### Your instructions:
Print all entries precisely as they are written.

### Input records:
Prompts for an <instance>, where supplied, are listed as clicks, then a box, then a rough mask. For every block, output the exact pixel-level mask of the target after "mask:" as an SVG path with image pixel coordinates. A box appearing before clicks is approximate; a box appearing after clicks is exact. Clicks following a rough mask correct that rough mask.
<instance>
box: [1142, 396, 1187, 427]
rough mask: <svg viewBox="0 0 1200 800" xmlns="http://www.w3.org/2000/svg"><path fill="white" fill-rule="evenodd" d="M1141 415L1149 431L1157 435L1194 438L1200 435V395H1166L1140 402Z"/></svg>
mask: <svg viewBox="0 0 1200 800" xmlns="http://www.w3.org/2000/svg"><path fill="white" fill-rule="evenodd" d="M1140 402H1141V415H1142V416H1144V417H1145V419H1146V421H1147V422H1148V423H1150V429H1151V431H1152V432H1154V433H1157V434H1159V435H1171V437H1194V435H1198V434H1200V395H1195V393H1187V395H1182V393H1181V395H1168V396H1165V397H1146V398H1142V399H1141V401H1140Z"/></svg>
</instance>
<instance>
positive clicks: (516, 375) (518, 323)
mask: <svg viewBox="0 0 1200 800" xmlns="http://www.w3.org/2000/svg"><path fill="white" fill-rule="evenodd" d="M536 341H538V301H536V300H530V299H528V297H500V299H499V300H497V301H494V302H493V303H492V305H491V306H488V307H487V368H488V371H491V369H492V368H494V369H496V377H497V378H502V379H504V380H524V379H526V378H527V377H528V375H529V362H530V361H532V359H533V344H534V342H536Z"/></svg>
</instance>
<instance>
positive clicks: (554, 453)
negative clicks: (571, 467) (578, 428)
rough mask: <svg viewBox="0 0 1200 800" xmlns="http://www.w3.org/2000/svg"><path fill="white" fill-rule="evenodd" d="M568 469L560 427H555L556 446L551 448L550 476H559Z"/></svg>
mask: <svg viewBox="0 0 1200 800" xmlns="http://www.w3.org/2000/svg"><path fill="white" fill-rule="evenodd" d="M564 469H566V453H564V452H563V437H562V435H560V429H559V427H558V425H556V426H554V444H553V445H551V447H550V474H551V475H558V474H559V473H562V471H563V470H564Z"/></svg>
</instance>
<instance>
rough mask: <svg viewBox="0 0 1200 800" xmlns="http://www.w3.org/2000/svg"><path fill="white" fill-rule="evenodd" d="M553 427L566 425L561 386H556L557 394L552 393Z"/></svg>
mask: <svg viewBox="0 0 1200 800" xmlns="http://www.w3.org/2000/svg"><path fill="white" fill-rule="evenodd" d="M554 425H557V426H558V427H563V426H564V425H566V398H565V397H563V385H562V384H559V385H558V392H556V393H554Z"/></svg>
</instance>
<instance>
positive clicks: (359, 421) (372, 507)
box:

### Exercise answer:
Prompts for an <instance>, where supplied, are listed as clicks, then a box, then a rough mask. For every block, output the exact pixel-level mask of the target after "mask:" as an SVG path with image pixel coordinates. A box appearing before clicks is approximate; a box appearing after clicks is exact. Clicks following a rough mask correct that rough mask.
<instance>
box: [1142, 396, 1187, 427]
rough mask: <svg viewBox="0 0 1200 800" xmlns="http://www.w3.org/2000/svg"><path fill="white" fill-rule="evenodd" d="M1141 415L1149 431L1157 435L1194 438L1200 435V395H1166L1140 402Z"/></svg>
mask: <svg viewBox="0 0 1200 800" xmlns="http://www.w3.org/2000/svg"><path fill="white" fill-rule="evenodd" d="M1140 402H1141V415H1142V416H1144V417H1145V419H1146V421H1147V422H1148V423H1150V429H1151V431H1152V432H1154V433H1157V434H1159V435H1171V437H1194V435H1198V434H1200V395H1195V393H1187V395H1182V393H1181V395H1168V396H1165V397H1146V398H1142V399H1141V401H1140Z"/></svg>
</instance>
<instance>
positive clicks: (516, 375) (518, 323)
mask: <svg viewBox="0 0 1200 800" xmlns="http://www.w3.org/2000/svg"><path fill="white" fill-rule="evenodd" d="M536 341H538V301H536V300H530V299H528V297H500V299H499V300H497V301H494V302H493V303H492V305H491V306H488V307H487V368H488V371H491V369H492V368H494V369H496V377H497V378H502V379H504V380H524V379H526V378H527V377H528V375H529V362H530V361H532V359H533V344H534V342H536Z"/></svg>
</instance>
<instance>
positive clicks: (554, 453)
negative clicks: (571, 467) (578, 428)
rough mask: <svg viewBox="0 0 1200 800" xmlns="http://www.w3.org/2000/svg"><path fill="white" fill-rule="evenodd" d="M568 469L560 427H555L556 446L551 448L550 476H559Z"/></svg>
mask: <svg viewBox="0 0 1200 800" xmlns="http://www.w3.org/2000/svg"><path fill="white" fill-rule="evenodd" d="M564 469H566V453H564V452H563V437H562V435H560V429H559V427H558V425H556V426H554V444H553V445H551V447H550V474H551V475H558V474H559V473H562V471H563V470H564Z"/></svg>
</instance>
<instance>
rough mask: <svg viewBox="0 0 1200 800" xmlns="http://www.w3.org/2000/svg"><path fill="white" fill-rule="evenodd" d="M553 427L566 425L561 386H556L557 394L552 393Z"/></svg>
mask: <svg viewBox="0 0 1200 800" xmlns="http://www.w3.org/2000/svg"><path fill="white" fill-rule="evenodd" d="M554 425H557V426H558V427H563V426H564V425H566V398H565V397H563V385H562V384H559V385H558V392H556V393H554Z"/></svg>
</instance>
<instance>
positive clicks: (359, 421) (372, 507)
box:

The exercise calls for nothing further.